[Extracted records]

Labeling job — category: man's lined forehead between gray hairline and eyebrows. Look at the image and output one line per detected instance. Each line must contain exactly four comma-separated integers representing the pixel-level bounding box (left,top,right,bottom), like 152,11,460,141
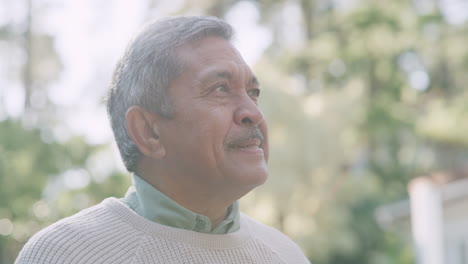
177,36,253,78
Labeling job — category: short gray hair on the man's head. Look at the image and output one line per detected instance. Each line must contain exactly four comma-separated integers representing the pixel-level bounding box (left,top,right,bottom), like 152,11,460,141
107,16,233,172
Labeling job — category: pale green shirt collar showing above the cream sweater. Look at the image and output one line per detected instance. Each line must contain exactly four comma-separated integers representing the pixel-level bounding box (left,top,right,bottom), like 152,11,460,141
122,175,240,234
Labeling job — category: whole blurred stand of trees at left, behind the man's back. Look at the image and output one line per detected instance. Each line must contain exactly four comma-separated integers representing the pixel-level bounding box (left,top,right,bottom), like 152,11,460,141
0,0,130,263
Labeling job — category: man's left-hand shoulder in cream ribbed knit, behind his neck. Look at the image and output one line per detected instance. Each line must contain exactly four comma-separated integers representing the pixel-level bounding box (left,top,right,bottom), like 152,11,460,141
15,198,144,264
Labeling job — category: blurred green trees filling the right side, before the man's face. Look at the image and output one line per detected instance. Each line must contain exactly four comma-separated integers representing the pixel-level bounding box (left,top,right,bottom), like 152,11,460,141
229,0,468,263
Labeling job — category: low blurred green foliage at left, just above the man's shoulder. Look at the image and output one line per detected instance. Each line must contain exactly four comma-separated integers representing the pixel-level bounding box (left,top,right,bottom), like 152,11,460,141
0,119,130,263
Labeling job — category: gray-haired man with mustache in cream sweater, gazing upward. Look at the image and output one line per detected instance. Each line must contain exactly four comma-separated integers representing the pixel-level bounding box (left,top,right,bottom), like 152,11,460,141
17,17,308,264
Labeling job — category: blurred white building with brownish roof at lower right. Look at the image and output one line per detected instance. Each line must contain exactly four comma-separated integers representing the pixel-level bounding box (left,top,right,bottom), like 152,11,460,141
376,170,468,264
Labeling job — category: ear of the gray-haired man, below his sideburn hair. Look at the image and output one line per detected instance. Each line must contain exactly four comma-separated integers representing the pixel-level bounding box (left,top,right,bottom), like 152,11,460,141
125,106,166,159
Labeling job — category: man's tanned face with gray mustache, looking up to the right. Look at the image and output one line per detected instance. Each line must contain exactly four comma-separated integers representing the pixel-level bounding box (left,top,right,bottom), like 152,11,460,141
160,37,268,193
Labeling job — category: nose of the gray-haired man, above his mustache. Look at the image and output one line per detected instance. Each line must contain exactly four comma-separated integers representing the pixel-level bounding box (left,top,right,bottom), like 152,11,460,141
234,95,264,126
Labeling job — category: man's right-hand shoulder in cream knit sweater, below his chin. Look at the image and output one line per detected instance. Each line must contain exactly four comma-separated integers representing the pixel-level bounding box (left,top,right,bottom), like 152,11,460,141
241,213,309,263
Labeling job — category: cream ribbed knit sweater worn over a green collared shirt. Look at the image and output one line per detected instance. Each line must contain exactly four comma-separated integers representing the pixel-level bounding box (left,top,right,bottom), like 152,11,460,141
15,198,309,264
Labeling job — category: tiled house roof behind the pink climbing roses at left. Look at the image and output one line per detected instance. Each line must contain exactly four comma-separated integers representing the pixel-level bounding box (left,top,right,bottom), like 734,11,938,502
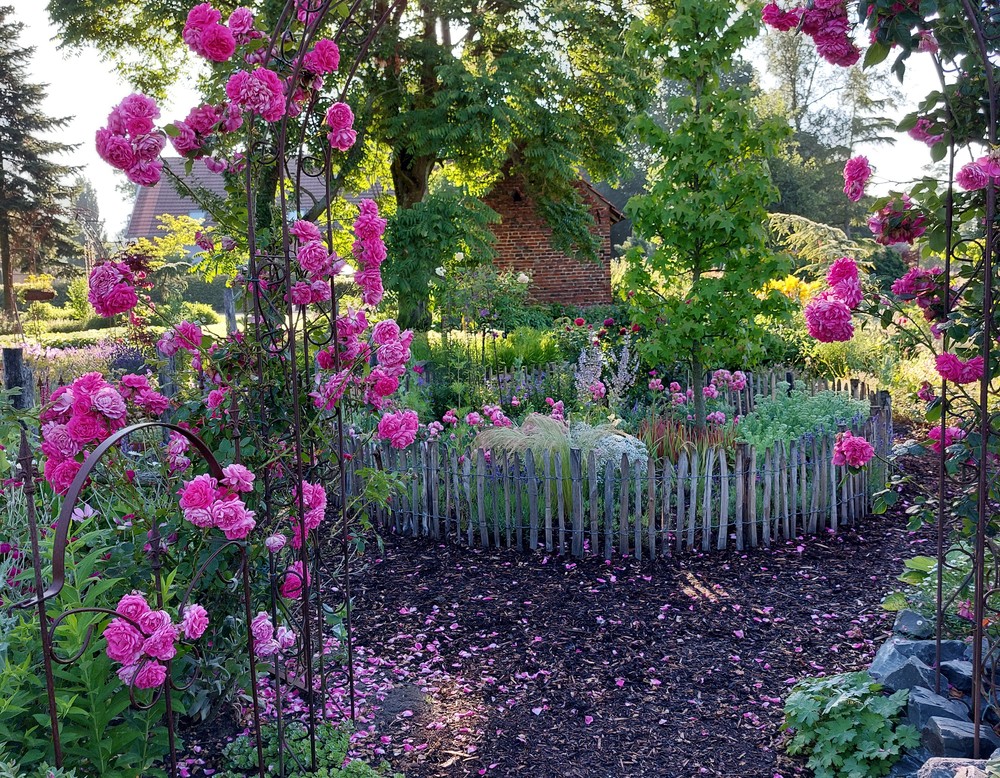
125,157,371,240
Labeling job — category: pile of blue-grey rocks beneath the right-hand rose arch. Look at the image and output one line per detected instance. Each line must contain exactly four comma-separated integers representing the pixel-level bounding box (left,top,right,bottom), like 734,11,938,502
880,610,1000,778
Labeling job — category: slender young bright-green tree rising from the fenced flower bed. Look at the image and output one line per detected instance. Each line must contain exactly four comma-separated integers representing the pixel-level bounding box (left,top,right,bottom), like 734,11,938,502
625,0,788,425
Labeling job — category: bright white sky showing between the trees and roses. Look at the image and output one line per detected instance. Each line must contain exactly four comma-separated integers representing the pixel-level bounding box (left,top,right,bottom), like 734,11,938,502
8,0,936,239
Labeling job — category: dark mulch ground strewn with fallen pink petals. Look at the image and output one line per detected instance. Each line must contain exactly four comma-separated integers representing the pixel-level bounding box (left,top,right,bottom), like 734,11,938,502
355,448,929,778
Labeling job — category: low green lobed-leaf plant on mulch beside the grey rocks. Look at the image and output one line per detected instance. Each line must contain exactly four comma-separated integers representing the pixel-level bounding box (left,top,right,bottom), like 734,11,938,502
784,672,920,778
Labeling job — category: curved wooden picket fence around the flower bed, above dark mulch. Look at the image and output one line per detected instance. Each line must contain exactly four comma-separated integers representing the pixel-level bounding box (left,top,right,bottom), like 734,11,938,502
348,380,893,559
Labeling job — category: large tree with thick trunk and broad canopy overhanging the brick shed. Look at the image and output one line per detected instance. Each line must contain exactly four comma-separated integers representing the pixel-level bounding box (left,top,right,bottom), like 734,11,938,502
49,0,650,327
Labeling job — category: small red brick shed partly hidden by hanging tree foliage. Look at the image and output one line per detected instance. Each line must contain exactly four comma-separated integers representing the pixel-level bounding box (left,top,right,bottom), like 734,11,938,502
485,177,611,305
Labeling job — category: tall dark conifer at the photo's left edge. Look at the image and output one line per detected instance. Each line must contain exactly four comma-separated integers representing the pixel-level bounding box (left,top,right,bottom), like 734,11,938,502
0,6,73,315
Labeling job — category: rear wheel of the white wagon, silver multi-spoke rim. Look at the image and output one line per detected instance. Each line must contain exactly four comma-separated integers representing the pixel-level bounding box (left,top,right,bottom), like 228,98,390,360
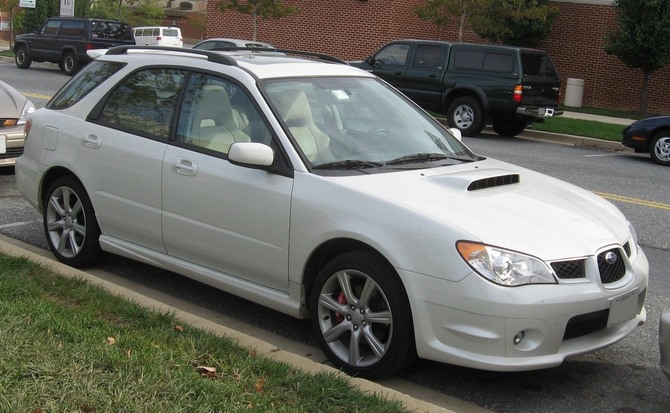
43,175,103,268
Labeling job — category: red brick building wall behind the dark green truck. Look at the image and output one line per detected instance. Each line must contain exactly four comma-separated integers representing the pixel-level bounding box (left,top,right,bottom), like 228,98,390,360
205,0,670,114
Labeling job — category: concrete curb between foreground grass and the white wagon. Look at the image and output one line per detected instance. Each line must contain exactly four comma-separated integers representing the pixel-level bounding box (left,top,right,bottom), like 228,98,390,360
0,234,460,413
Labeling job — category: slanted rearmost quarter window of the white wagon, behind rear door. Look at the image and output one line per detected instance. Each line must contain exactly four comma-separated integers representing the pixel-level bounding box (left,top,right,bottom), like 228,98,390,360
46,60,124,110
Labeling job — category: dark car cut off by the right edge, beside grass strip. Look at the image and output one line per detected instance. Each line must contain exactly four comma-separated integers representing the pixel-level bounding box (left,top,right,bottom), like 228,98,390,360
621,116,670,166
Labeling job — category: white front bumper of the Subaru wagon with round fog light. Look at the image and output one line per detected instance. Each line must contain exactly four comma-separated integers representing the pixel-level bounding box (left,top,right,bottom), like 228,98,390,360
400,243,649,371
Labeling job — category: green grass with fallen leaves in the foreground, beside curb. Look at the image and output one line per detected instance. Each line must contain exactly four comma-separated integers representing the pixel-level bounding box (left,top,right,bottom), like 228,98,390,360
0,254,406,412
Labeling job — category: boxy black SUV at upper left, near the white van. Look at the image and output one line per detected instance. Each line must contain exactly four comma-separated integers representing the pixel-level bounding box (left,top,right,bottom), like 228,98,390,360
14,17,135,76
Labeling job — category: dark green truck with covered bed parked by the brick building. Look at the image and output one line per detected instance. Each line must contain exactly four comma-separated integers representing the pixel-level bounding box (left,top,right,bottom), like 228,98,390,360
350,40,563,136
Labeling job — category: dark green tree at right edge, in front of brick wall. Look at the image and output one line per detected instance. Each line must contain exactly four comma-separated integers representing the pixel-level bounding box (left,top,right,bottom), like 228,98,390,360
605,0,670,113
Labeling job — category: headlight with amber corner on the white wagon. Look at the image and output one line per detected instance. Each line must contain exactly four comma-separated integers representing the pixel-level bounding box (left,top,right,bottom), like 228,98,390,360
456,241,556,287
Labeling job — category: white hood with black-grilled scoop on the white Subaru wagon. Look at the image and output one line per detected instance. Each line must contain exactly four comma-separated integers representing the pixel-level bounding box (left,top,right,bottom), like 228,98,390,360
334,159,630,260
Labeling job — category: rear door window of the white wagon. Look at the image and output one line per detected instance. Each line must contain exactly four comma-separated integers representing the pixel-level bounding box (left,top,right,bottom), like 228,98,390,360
100,69,186,139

## TASK INSTRUCTIONS
A word-for-word restatement of the lines running from the one with "Labeling job — category: dark green tree" to the last line of the records is the whole answer.

## WRITTEN REPLY
Labeling job — category: dark green tree at right edge, in front of brick wall. Look at the image and output one line per detected instance. Each line must contain exactly four comma-separated integers representing the pixel-level bounding box (left,top,right,bottom), like 228,98,390,360
605,0,670,113
Labeling job — category: headlight with amber corner on the white wagon. Look at the image and output one line per detected instance. Each line must contain exactly four comma-separated integers representing the pixel-level bounding box (left,top,right,bottom), like 228,98,390,360
456,241,556,287
Labeling job — category: white hood with black-grilled scoop on the white Subaru wagon. Look at the image and output one line per detected instance. Each line must contain exactly four comma-separated integers representing the pixel-level bounding box (left,top,right,bottom), like 228,98,390,360
334,159,630,260
Labeling job — category: rear door window of the white wagon. Look at the image and output one line per detected instance. Each line must contain exactly four comma-separated integers representing the pixel-level bounding box (left,top,right,bottom), like 228,98,390,360
100,69,186,139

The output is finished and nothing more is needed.